Data drawn from a collection
● ● ●

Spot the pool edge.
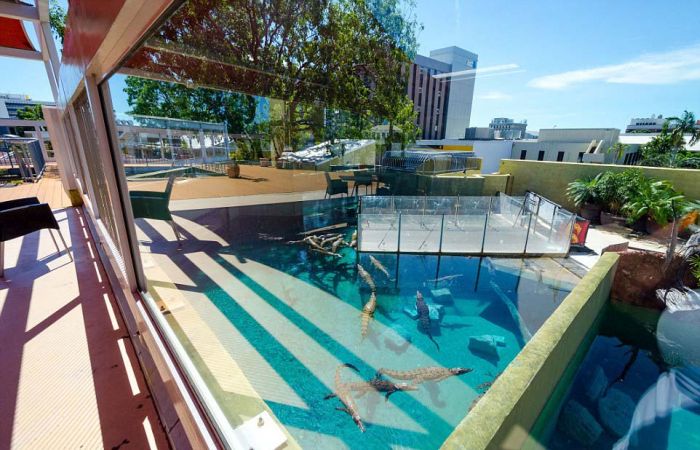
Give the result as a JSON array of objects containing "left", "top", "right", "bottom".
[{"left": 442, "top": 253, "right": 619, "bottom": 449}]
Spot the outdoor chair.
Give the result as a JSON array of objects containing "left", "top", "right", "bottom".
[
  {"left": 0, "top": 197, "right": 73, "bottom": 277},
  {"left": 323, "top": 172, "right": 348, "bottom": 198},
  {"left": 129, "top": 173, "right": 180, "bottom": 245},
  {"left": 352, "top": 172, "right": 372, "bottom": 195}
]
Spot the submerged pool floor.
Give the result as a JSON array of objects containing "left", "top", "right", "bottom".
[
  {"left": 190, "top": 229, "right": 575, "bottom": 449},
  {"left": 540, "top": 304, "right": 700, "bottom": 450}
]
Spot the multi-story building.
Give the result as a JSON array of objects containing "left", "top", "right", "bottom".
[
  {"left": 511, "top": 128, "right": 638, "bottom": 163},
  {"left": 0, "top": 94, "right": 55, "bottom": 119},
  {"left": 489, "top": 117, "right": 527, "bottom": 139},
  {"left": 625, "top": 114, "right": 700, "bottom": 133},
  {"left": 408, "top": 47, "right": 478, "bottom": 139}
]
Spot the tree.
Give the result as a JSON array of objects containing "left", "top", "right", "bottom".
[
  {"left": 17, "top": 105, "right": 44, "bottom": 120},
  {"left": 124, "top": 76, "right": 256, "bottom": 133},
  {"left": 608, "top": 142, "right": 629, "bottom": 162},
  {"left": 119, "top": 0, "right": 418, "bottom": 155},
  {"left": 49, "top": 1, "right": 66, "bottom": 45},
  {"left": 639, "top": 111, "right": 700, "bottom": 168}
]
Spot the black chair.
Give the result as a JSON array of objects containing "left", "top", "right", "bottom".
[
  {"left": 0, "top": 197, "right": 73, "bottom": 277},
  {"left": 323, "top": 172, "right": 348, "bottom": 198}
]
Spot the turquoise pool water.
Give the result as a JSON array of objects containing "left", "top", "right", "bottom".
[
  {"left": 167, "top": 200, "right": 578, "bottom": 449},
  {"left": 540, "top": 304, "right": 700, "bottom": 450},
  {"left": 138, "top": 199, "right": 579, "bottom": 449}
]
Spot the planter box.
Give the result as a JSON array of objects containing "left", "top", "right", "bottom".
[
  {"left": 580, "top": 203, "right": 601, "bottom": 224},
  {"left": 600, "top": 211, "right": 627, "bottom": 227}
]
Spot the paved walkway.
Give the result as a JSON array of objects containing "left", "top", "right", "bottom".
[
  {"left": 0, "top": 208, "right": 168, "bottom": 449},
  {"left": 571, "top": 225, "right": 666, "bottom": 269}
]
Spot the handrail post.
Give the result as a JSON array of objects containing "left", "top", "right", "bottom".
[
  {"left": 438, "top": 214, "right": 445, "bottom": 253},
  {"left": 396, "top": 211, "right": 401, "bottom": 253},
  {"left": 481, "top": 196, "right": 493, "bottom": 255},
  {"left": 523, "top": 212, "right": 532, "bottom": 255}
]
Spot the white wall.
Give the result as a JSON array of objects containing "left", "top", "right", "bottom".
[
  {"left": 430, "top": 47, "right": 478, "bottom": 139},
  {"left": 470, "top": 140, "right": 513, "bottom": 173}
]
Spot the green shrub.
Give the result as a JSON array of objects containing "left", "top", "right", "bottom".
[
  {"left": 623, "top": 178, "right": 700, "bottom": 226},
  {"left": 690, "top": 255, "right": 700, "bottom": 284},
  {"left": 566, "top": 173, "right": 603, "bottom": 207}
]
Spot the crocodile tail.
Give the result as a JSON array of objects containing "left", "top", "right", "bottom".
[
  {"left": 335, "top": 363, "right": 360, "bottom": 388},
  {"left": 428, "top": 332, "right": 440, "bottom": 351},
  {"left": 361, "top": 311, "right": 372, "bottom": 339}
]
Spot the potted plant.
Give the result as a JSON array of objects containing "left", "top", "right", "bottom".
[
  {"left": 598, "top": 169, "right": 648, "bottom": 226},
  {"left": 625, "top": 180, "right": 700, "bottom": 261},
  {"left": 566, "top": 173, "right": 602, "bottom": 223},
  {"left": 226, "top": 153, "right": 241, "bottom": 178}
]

● ● ●

_TASK INSTRUCTIONS_.
Tally the lines of the material that contain the string "pool". Case matters, so give only the number.

_CORRECT ANSWER_.
3